→ **AIM**
Please copy every one of the records below word for word, changing nothing.

→ **INPUT MATERIAL**
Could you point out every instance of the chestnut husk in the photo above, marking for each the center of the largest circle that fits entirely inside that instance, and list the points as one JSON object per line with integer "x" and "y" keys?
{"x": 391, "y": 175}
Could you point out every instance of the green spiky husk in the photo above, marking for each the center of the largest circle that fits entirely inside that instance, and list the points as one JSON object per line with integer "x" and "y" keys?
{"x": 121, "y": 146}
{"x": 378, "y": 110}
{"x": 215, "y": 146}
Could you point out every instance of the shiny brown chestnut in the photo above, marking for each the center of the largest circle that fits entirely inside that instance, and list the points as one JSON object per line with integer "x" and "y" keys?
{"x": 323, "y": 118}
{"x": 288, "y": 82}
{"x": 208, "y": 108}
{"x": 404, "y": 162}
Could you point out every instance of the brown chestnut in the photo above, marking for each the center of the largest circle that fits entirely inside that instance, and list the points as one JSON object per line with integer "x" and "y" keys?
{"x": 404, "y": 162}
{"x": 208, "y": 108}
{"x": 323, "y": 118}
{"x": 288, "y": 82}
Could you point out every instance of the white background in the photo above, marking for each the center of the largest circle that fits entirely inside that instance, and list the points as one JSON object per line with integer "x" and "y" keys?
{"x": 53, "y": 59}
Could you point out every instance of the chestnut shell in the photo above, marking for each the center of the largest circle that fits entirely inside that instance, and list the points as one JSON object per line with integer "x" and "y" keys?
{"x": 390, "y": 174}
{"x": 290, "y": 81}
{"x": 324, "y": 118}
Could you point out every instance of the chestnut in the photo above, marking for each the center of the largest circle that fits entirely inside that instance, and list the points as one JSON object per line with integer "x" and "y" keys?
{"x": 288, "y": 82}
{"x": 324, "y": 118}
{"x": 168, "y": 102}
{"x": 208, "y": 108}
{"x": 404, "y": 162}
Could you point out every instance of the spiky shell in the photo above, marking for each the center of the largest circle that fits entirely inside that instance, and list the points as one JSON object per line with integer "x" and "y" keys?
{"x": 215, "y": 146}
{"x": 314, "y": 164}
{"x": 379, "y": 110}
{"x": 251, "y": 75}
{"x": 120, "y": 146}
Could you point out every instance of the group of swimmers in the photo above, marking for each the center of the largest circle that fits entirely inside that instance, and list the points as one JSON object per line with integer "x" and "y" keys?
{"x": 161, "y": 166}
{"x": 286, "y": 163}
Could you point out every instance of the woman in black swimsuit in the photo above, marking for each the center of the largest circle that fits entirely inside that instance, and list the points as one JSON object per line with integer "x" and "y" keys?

→ **IN RESPONSE**
Could you point out every instance of the chestnut husk in the photo above, marking for each the center of the largest circle that fits entirely inside that instance, and list the points as one JSON object per line with integer "x" and "y" keys?
{"x": 391, "y": 175}
Could you point out every instance of the green spiky husk in the photo above, marking for each the center of the largest circle that fits entirely inside that instance, and list the points as one JSON object per line with integer "x" and "y" keys?
{"x": 121, "y": 146}
{"x": 378, "y": 110}
{"x": 215, "y": 146}
Could you point out every instance of the shiny brown chestnut in the photo above, marking for each the center of the largest circle that fits entirely inside that instance, and list the points as one JSON object per line with integer "x" and "y" keys?
{"x": 323, "y": 118}
{"x": 288, "y": 82}
{"x": 208, "y": 108}
{"x": 404, "y": 162}
Could you point out every instance of the brown chestnut in the photo above, marking for each the center of the largest circle that fits entirely inside that instance, and list the points as one JSON object per line with integer "x" and "y" keys?
{"x": 404, "y": 162}
{"x": 208, "y": 108}
{"x": 323, "y": 118}
{"x": 288, "y": 82}
Could you point out every instance of the white background in the photo above, marking for each the center of the largest circle that fits entirely inside that instance, and list the points as one JSON object per line with integer "x" and "y" keys?
{"x": 53, "y": 59}
Could you point out every instance of the chestnut shell in the photo above, marking for each the center of the largest circle that fits entirely inside that instance, and list the points as one JSON object per line with integer "x" and "y" keys?
{"x": 390, "y": 174}
{"x": 290, "y": 81}
{"x": 324, "y": 118}
Could you point out every instance of the chestnut in the photo above, marking for each the center of the largest circle that fits entirely inside that instance, and list the points as one JSON object per line with integer "x" and "y" keys?
{"x": 288, "y": 82}
{"x": 324, "y": 118}
{"x": 168, "y": 102}
{"x": 208, "y": 108}
{"x": 404, "y": 162}
Could you point out every instance of the spiky shell in the photo above, marking for each the center of the largest circle that fits entirely inside that instance, and list the points as one JSON object per line with integer "x" and "y" keys?
{"x": 215, "y": 146}
{"x": 314, "y": 164}
{"x": 379, "y": 110}
{"x": 251, "y": 75}
{"x": 120, "y": 146}
Could you point out every instance of the group of swimmers in the photo above, marking for each the center of the largest circle that fits entirely inside that instance, and list the points as one JSON object per line with integer "x" and "y" keys?
{"x": 161, "y": 166}
{"x": 286, "y": 163}
Could you point out every instance of the woman in black swimsuit in the photo above, marking for each the center of the largest circle that fits entirely inside that instance, and list the points as one JSON object per line with integer "x" and "y" keys?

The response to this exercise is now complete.